## EXCERPT PROVIDED
+ + + +

Today the International Federation of Journalists supported its Italian affiliate, the Federazione Nazionale della Stampa Italiana, in demanding the immediate release of journalist Mario Spezi, who has been in jail since 7 April. His arrest follows a long running public dispute with the judiciary over his investigations into a series of murders that took place in the region of Florence between 1968 and 1985. His findings were about to be published in a book a few days later.
“We are appalled that an investigative journalist can be jailed for daring to criticise the official investigation in a criminal case” said IFJ General Secretary Aidan White. “Not only are the charges against Mr Spezi unclear, but the criminal prosecution of a journalist is in total breach of press freedom. We simply do not see any reason to keep Mr Spezi in Jail”.
Mr Spezi seems to be accused of defaming Italian judges and of conducting his own probe in the murder cases, although the official charges have not been made public. He appeared several times on talk-shows between 2000 and 2002, expressing criticisms of the judiciary in its handling of the investigation into a series of eight murders that had labelled Pietro Pacciani “the monster of Florence” in 1994. Mr Pacciani died in jail in 1998 while awaiting a retrial after his initial guilty verdict was quashed in a court of appeal.

+ + + +

## RECORDED INFORMATION
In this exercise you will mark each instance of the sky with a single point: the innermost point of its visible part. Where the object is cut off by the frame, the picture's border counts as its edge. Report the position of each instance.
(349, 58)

+ + + +

## DIRECTIVE A
Return everything in the piece on Mario Spezi's jailing from "Today the International" down to "few days later.", copied word for word.
## DIRECTIVE B
Resume the piece on Mario Spezi's jailing, writing on from its final sentence.

## EXERCISE RESULT A
Today the International Federation of Journalists supported its Italian affiliate, the Federazione Nazionale della Stampa Italiana, in demanding the immediate release of journalist Mario Spezi, who has been in jail since 7 April. His arrest follows a long running public dispute with the judiciary over his investigations into a series of murders that took place in the region of Florence between 1968 and 1985. His findings were about to be published in a book a few days later.

## EXERCISE RESULT B
In 2004, the police seized Mr Spezi’s hard disk, notebooks, address books, e-mail correspondence as well as the draft of a book he was writing together with senior US journalist Douglas Preston.
On 7 April, a few days before the publication of the book by Mr Spezi and Mr Preston, a special police unit (Gruppo Investigativo Delitti Seriali, GIDES), arrested Mr Spezi at his home and transferred him to the central jail in Perugia, where he has since remained. Following this arrest, Mr Preston declared that he was afraid of travelling to Italy and that he feared harassment by the police.
Under Italian law preventive detention is only foreseen for serious crimes, which is clearly not the case for a journalist whose greatest offense seems to have written articles and books that embarrass the judiciary and challenge the official inquiry.
The IFJ says that the immediate release of Mr Spezi is the only option in the current situation, unless the Italian police clarifies the charges they have against Mr Spezi.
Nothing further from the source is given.